:: DATA FOR PROCESSING

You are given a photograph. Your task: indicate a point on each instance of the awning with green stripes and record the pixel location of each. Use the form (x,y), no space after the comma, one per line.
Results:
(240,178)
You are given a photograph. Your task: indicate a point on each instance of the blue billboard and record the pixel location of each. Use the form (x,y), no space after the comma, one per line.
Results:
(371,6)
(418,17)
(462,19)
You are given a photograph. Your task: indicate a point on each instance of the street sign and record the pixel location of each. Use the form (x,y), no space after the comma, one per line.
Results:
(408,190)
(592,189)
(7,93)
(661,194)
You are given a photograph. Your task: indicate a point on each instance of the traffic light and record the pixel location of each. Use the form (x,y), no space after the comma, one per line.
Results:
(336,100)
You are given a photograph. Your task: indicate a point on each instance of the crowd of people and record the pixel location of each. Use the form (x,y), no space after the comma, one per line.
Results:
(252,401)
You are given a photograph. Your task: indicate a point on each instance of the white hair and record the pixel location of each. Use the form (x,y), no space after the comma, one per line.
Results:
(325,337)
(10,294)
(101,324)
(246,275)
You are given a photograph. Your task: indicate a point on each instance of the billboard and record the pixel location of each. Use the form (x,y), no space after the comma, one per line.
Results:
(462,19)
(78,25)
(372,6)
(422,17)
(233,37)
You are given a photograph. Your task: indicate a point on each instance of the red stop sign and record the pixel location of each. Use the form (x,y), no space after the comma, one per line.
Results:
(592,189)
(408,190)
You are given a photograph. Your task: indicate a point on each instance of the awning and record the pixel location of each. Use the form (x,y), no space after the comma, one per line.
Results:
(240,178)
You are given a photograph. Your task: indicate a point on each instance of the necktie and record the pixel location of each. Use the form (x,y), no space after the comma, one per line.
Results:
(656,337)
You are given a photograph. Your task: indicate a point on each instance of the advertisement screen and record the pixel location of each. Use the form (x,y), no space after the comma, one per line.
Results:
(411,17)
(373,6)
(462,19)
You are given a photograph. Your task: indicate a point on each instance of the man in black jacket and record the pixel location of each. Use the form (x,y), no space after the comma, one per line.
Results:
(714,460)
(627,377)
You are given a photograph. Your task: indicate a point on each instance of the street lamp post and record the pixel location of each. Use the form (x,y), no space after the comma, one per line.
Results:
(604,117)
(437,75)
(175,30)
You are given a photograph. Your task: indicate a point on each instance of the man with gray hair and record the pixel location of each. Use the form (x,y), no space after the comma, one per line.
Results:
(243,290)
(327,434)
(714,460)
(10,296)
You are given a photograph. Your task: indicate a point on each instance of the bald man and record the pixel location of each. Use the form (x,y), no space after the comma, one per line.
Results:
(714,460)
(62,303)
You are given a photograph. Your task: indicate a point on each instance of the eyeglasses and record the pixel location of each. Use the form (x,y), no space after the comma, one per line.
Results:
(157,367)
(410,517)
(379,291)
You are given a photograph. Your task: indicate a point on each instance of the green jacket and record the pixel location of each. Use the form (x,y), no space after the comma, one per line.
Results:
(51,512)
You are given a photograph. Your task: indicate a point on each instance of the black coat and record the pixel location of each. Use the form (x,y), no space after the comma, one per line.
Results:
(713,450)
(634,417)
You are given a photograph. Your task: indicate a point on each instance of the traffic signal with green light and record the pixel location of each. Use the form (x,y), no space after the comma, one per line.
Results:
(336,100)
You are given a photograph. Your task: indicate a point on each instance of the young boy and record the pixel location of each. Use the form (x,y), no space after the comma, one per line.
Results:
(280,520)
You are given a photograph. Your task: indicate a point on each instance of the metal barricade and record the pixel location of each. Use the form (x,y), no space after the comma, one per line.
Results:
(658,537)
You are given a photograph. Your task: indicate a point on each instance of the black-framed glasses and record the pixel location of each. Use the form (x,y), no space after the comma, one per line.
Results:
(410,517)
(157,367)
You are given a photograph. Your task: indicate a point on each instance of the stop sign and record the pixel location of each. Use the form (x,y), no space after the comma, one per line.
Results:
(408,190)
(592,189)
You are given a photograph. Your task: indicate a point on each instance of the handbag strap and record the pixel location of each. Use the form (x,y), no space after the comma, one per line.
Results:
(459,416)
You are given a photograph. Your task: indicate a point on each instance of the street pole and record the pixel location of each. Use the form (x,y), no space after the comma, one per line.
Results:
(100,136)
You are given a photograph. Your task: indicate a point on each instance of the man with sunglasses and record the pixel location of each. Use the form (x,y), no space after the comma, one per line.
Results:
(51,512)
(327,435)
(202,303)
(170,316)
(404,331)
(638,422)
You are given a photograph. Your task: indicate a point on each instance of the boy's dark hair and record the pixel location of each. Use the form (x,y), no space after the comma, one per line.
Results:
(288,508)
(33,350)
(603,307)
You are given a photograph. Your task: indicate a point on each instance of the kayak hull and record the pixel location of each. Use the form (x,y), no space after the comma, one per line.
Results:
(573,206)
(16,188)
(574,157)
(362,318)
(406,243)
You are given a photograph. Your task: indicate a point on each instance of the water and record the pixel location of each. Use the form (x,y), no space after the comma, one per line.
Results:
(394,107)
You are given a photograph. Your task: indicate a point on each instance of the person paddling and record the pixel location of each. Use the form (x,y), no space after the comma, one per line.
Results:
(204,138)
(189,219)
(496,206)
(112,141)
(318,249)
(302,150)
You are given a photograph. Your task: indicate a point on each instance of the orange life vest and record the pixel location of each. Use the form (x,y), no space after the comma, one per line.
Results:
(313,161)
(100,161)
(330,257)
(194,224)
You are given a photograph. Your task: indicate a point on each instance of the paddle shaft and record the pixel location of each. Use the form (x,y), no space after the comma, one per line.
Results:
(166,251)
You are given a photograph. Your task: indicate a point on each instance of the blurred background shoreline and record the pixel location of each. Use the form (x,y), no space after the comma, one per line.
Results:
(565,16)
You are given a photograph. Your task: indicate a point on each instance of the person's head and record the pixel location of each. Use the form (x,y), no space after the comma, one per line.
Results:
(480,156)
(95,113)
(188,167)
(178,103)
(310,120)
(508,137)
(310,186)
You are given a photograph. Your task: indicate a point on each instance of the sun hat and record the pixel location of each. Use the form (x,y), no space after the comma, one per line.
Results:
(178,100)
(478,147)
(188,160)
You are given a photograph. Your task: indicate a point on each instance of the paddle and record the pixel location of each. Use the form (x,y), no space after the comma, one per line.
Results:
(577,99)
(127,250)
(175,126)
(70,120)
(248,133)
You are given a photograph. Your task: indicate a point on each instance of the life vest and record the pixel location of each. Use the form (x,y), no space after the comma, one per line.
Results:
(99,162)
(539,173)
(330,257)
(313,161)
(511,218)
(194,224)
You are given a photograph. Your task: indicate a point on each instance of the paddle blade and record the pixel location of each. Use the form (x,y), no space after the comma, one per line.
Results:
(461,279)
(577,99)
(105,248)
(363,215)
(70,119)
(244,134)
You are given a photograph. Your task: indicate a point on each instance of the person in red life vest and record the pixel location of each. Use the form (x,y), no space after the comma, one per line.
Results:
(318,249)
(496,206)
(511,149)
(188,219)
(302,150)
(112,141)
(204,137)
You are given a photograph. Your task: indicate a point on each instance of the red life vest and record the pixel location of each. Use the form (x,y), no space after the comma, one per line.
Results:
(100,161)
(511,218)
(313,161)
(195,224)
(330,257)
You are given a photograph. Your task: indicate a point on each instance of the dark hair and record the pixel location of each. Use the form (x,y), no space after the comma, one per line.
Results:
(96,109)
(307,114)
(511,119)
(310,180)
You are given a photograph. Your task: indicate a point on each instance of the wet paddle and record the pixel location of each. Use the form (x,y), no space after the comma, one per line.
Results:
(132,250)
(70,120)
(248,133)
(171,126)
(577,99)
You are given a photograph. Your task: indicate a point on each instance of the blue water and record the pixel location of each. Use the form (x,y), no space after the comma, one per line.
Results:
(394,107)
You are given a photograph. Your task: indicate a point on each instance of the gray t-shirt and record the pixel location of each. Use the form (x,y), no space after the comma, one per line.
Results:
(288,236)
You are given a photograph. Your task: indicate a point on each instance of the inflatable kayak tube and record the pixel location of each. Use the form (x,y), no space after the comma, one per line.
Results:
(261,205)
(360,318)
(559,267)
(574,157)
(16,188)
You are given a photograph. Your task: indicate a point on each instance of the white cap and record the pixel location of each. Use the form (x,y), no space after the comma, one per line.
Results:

::::

> [TASK BRIEF]
Reproduce everything from the line containing "of the inflatable" down to the end of the items, replacing "indicate" with "mark" and leaving all else unchanged.

> [SOLUTION TO THE EXERCISE]
You are given a photograph. Your task: mark a point on each instance of the inflatable kayak tube and record the pixel location of each. Use the form (x,y), no space after the comma, one per line.
Results:
(261,205)
(360,318)
(559,267)
(574,157)
(16,188)
You are given a photograph. Your task: mark a point on each instance of the white cap and record the pixel location of each. Use the form (x,y), no space after the comma, one per line.
Results:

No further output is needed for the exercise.